Location labeling records.
^^^^^^^^

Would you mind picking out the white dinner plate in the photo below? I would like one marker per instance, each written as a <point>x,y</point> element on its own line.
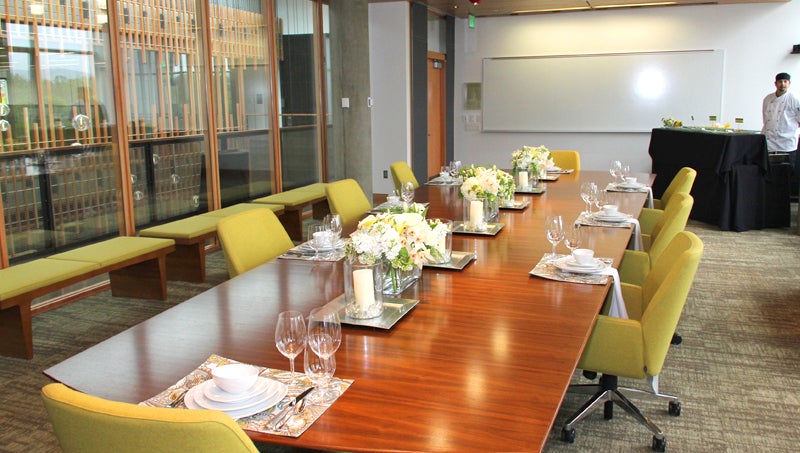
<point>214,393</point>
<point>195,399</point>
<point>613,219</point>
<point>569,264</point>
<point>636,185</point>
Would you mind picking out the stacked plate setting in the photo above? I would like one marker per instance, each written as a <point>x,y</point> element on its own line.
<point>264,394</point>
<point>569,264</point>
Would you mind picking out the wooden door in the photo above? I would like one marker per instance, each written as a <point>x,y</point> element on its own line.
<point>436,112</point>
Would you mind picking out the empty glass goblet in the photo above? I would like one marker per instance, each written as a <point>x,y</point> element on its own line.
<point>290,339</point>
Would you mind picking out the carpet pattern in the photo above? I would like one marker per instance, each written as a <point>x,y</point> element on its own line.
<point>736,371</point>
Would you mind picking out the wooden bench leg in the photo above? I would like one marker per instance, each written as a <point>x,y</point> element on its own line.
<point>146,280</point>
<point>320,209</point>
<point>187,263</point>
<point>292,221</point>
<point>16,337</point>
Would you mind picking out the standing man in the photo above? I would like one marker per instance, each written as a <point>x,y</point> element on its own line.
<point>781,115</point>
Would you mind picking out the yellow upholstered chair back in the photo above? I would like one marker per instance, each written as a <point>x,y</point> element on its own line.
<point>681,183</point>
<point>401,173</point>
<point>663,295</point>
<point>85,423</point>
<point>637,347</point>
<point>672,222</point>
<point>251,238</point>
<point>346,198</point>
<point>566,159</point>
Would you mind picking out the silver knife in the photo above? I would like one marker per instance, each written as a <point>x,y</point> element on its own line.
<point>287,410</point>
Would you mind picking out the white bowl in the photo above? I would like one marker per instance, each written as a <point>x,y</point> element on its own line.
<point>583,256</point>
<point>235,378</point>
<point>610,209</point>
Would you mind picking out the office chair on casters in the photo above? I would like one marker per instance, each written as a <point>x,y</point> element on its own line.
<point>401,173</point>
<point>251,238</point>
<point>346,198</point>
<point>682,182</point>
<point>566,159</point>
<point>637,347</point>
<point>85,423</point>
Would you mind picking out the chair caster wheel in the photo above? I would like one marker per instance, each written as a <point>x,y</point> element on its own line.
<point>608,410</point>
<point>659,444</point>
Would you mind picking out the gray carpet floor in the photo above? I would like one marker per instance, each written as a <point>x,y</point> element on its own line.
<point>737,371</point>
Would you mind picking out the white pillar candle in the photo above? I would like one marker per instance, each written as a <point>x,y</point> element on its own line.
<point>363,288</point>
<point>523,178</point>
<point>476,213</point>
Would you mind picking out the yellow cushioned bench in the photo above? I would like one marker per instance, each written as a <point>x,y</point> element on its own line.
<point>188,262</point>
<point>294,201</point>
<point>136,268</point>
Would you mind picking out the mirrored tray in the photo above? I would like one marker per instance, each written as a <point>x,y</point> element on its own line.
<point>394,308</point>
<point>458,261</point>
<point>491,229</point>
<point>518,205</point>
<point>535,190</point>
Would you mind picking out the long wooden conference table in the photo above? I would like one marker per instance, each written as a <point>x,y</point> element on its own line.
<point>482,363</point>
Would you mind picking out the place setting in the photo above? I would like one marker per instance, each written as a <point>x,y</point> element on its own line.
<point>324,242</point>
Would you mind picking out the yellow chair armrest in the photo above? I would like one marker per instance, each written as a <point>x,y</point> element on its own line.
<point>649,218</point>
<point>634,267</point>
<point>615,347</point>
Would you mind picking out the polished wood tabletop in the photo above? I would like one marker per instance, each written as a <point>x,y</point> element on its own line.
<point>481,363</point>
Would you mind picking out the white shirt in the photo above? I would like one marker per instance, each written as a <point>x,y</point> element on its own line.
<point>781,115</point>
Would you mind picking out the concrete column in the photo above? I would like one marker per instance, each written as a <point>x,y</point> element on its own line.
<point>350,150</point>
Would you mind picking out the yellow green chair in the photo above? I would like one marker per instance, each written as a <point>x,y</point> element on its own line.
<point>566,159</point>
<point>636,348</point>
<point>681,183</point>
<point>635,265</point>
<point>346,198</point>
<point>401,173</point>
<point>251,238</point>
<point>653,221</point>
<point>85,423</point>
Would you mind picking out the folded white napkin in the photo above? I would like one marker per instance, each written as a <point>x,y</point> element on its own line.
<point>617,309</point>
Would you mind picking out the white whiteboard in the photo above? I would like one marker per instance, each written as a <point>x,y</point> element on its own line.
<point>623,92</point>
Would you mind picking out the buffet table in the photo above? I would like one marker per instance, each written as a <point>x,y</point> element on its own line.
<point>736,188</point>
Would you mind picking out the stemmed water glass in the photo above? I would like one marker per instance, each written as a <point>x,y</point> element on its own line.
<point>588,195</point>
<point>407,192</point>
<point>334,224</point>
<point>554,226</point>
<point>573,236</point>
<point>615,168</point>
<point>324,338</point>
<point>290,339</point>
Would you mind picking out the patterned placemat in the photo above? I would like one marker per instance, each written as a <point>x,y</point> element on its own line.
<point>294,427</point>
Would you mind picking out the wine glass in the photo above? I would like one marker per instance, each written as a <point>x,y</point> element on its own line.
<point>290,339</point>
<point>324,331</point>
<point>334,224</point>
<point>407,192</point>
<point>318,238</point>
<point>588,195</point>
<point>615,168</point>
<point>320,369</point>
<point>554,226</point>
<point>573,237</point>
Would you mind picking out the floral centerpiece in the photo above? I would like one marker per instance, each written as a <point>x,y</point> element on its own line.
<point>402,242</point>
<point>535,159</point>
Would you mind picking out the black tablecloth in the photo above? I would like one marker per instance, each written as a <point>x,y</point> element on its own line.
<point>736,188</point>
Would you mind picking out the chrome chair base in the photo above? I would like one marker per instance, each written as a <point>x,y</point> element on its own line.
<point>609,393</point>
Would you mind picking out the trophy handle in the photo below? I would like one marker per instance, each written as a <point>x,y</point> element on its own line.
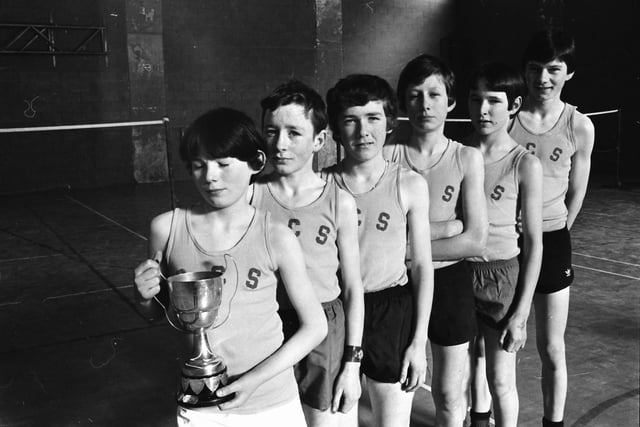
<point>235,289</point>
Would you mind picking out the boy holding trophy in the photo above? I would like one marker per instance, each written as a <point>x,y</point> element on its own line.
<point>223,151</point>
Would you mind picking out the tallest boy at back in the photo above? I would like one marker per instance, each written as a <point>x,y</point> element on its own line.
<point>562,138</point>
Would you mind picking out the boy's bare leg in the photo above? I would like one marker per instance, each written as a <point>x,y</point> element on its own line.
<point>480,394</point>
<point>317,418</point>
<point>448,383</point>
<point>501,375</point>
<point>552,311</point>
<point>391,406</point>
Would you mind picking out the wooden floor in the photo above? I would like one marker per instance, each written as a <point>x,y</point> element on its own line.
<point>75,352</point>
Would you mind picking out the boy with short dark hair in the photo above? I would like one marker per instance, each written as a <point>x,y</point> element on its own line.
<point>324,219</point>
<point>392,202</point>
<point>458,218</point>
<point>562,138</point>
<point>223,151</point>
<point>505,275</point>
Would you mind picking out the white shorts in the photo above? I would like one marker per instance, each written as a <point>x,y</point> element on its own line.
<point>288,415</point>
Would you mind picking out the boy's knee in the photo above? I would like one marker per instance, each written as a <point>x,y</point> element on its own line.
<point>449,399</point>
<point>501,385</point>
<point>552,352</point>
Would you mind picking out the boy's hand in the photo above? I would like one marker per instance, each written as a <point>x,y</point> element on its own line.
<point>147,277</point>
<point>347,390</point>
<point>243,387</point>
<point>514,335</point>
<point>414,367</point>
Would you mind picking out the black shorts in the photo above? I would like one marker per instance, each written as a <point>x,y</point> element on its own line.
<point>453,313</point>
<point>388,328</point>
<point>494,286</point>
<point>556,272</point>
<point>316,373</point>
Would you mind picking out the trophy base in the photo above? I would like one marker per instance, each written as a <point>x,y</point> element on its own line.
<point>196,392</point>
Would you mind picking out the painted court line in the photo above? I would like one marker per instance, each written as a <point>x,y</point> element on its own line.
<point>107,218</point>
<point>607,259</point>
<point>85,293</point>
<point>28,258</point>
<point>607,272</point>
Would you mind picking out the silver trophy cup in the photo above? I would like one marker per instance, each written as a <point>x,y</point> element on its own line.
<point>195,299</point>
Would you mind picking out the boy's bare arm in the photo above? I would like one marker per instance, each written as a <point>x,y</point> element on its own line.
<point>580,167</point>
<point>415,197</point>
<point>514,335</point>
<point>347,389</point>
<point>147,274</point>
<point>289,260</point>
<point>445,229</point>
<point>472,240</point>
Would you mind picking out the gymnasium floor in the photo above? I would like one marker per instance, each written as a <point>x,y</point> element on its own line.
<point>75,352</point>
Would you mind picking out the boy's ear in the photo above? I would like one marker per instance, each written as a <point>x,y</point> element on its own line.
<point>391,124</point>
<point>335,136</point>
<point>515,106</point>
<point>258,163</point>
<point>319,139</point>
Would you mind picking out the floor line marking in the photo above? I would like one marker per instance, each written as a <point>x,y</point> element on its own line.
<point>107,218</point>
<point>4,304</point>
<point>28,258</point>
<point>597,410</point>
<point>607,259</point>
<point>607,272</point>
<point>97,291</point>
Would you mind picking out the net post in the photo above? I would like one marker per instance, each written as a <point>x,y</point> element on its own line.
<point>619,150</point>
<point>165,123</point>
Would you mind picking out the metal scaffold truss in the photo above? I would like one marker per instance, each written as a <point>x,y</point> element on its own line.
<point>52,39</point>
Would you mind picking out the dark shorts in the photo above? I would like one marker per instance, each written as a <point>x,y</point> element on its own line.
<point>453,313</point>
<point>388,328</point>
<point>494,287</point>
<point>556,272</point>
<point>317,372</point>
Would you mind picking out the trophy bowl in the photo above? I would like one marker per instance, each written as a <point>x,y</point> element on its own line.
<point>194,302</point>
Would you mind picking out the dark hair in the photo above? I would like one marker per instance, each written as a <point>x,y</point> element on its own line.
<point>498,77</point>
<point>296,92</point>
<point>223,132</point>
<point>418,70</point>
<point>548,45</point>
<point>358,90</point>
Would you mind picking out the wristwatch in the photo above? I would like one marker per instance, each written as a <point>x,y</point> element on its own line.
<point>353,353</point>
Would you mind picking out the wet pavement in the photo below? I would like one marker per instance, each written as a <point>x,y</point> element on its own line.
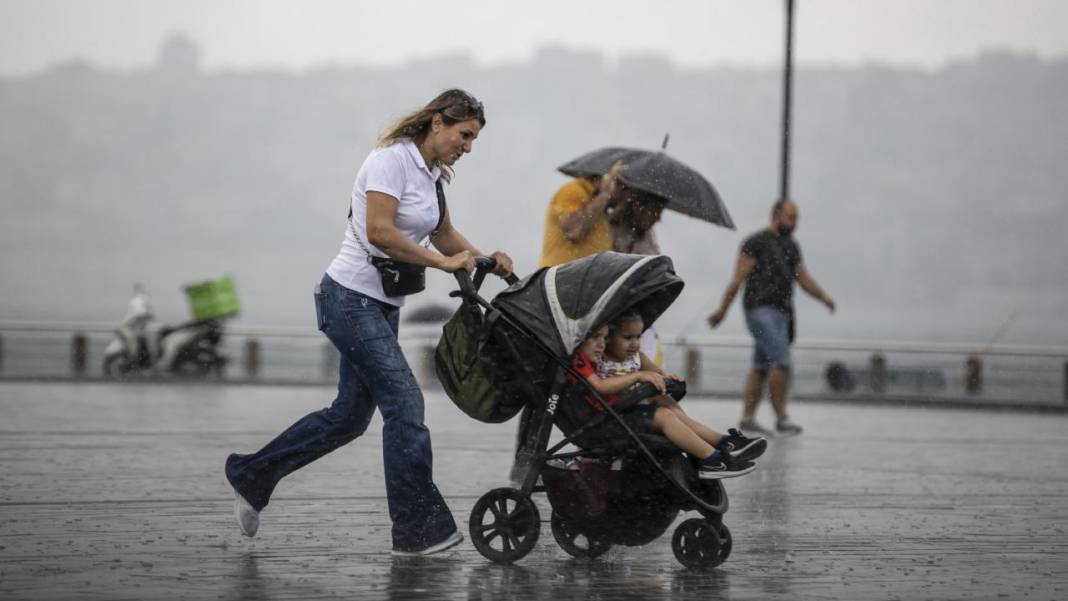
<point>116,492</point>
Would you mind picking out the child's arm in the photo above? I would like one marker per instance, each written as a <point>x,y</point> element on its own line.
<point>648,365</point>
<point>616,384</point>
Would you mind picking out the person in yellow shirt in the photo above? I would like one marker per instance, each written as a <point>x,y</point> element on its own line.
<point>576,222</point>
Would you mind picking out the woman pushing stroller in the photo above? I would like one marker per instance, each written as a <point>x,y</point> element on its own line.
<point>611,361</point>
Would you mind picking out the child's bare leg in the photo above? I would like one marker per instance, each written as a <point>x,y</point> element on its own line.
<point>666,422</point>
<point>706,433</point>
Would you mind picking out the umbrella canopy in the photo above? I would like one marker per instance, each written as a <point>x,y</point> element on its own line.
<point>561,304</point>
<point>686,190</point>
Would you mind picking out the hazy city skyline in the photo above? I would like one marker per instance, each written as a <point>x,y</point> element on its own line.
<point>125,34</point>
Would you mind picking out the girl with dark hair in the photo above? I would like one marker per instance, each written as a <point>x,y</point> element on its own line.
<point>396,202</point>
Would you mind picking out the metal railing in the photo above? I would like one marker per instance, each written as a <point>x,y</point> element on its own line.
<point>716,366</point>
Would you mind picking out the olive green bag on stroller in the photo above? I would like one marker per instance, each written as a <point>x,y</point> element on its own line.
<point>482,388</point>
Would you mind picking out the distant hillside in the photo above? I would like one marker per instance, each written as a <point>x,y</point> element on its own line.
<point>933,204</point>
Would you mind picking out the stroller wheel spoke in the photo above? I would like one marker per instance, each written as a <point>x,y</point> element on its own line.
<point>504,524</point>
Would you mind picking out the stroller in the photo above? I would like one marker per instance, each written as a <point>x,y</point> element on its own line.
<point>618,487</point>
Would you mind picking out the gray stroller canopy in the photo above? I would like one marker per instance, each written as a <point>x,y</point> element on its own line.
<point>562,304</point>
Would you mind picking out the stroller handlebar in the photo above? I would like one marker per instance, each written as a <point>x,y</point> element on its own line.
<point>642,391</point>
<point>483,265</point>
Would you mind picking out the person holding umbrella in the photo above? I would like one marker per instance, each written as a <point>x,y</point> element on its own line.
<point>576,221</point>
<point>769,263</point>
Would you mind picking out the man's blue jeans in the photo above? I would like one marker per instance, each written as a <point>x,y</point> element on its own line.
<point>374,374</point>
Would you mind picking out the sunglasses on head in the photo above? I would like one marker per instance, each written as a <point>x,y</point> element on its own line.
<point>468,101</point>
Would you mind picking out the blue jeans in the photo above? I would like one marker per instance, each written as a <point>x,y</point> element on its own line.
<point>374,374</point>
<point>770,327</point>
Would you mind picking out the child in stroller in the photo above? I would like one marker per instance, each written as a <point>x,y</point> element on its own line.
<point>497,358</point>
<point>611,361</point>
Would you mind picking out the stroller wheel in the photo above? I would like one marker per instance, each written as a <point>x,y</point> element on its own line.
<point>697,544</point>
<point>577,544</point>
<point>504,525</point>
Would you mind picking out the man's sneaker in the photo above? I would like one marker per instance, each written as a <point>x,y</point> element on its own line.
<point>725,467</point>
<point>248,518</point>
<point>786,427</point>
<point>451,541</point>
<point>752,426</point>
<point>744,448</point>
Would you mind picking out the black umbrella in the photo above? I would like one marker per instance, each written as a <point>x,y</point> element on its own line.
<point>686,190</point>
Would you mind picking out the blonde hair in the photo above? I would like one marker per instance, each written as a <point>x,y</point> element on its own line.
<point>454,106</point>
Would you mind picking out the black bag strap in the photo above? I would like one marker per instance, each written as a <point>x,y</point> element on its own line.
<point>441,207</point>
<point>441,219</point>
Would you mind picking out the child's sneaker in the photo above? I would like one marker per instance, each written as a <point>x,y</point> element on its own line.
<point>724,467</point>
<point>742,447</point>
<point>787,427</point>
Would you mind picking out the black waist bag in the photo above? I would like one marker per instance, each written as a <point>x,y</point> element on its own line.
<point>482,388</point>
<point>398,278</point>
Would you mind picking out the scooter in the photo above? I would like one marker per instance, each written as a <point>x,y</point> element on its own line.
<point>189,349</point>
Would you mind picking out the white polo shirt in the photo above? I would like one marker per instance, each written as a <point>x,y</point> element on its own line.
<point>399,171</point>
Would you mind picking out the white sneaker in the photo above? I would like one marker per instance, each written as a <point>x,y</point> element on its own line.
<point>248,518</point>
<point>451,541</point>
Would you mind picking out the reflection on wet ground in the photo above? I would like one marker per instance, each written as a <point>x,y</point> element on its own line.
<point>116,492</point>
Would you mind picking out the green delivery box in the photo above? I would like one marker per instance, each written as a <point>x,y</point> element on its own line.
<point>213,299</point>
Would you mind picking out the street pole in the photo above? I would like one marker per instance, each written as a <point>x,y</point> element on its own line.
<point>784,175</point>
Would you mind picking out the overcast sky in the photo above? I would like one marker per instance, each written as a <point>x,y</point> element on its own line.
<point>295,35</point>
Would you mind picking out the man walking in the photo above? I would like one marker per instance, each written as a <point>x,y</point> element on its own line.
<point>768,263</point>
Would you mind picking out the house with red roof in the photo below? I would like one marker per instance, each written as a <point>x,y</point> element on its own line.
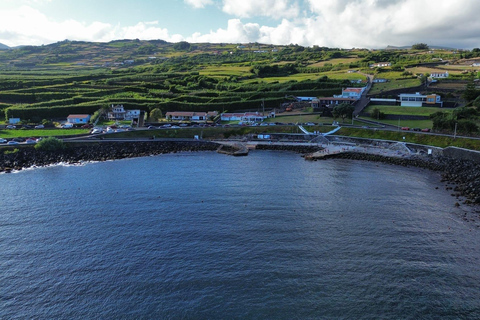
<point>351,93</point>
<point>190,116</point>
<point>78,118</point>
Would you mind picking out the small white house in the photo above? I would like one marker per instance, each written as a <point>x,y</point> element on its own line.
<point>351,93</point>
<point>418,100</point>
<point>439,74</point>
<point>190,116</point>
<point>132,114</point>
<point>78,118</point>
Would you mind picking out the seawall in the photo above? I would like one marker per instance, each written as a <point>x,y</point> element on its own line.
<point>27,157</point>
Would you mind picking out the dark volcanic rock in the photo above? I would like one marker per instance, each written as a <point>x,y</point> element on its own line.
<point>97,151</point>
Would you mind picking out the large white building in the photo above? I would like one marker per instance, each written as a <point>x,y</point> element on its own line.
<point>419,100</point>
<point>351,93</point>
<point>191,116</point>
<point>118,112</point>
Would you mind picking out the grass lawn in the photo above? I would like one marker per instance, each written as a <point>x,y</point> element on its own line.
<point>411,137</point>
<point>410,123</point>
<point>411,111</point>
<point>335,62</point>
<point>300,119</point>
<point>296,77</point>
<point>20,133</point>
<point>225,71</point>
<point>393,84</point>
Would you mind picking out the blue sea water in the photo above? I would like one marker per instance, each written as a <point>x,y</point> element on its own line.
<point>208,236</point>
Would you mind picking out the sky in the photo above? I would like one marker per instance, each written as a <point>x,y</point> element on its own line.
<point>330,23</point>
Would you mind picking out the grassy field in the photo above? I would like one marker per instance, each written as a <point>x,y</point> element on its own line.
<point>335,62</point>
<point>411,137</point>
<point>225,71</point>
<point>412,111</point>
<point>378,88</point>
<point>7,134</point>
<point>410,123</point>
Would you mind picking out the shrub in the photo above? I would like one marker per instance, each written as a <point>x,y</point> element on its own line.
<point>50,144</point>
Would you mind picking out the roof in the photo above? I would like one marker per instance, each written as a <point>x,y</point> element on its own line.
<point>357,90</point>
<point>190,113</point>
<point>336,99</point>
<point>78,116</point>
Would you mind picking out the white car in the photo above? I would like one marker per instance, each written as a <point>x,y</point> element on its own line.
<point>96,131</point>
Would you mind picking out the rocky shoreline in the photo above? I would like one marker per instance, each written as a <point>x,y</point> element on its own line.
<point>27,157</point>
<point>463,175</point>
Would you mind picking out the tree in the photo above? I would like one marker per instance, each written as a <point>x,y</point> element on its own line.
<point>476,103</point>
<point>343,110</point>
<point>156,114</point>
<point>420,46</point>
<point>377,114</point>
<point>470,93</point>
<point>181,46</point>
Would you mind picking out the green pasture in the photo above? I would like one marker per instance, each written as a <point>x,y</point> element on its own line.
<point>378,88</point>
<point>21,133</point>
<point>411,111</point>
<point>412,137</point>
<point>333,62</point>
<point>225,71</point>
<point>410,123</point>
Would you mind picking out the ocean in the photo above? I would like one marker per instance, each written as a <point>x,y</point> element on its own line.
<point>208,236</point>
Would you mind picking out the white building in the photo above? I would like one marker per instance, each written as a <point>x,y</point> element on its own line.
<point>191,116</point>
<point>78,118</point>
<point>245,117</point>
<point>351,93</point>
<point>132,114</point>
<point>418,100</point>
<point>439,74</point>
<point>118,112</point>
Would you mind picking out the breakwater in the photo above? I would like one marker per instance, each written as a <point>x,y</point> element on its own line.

^^^^^^^^

EXERCISE. Copy the material above without changes, from the line with "Would you mind picking out the distant" up to and including the line with "<point>504,524</point>".

COMPLETE RESPONSE.
Would you mind picking out the distant hillside in the photo above? I would like one marker per instance, each written as a <point>x,y</point> element on its own line.
<point>933,204</point>
Would you mind picking out the stroller wheel spoke in the photo above? I would like one marker per instance, each written as a <point>x,y</point> element on its own line.
<point>504,524</point>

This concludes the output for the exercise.